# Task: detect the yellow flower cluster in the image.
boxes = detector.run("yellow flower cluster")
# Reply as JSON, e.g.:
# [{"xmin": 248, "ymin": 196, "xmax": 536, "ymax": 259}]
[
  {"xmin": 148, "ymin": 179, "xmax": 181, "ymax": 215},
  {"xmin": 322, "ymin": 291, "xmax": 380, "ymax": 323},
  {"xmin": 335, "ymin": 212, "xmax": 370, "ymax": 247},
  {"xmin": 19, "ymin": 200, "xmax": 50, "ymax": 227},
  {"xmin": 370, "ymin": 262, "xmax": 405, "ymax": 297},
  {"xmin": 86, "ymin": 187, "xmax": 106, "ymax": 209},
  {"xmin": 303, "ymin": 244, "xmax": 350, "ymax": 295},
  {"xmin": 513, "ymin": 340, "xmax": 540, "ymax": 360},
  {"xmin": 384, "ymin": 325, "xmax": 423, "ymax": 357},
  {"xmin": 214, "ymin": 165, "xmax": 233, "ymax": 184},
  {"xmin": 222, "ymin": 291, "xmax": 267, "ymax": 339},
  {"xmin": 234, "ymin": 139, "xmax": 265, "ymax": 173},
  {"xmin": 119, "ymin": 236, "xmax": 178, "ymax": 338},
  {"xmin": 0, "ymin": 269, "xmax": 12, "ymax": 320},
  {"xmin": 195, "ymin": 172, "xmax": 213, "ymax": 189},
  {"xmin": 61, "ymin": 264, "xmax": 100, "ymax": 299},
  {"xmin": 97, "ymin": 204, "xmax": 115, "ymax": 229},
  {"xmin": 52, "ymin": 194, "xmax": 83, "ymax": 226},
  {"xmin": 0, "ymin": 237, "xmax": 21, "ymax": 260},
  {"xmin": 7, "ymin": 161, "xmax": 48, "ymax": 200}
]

What you will do: Gather each line in these records that contains the string "yellow".

Solved exercise:
# Task: detect the yellow flower cluster in the image.
boxes = detector.run("yellow flower cluster")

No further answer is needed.